(Point-per-instance localization data)
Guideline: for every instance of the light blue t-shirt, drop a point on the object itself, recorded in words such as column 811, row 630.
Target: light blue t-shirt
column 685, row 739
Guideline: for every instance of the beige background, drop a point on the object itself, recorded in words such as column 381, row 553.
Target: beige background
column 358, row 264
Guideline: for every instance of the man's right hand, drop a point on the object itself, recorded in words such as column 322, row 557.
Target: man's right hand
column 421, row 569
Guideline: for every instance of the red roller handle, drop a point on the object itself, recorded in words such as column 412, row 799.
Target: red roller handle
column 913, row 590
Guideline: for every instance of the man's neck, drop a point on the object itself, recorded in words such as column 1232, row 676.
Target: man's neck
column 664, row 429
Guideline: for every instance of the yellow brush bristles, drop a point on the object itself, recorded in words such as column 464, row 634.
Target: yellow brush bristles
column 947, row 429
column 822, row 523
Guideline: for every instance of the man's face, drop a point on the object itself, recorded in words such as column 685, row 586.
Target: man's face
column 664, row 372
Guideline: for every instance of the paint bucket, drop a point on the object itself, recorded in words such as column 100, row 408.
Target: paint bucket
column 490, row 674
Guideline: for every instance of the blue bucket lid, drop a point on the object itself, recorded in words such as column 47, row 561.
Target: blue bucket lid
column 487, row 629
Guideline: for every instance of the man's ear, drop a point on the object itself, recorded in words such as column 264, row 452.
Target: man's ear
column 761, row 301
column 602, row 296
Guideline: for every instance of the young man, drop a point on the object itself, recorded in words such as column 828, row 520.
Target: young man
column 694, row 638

• [BRIEF]: The lines to return run from the one containing "Guideline: for every instance of the blue" through the last line of the records above. Give them exactly and include nothing more.

• [WRITTEN ANSWER]:
Guideline: for every instance of the blue bucket lid, drop a point on the object itself, recorded in words such as column 47, row 561.
Target: blue bucket lid
column 487, row 629
Guideline: for every instance of the man's ear, drop a point on the object itself, recorded in words such as column 264, row 452.
Target: man's ear
column 761, row 301
column 602, row 296
Guideline: for every instance of the young man, drop a point on the object itself, recorded in words such as column 828, row 520.
Target: young man
column 694, row 638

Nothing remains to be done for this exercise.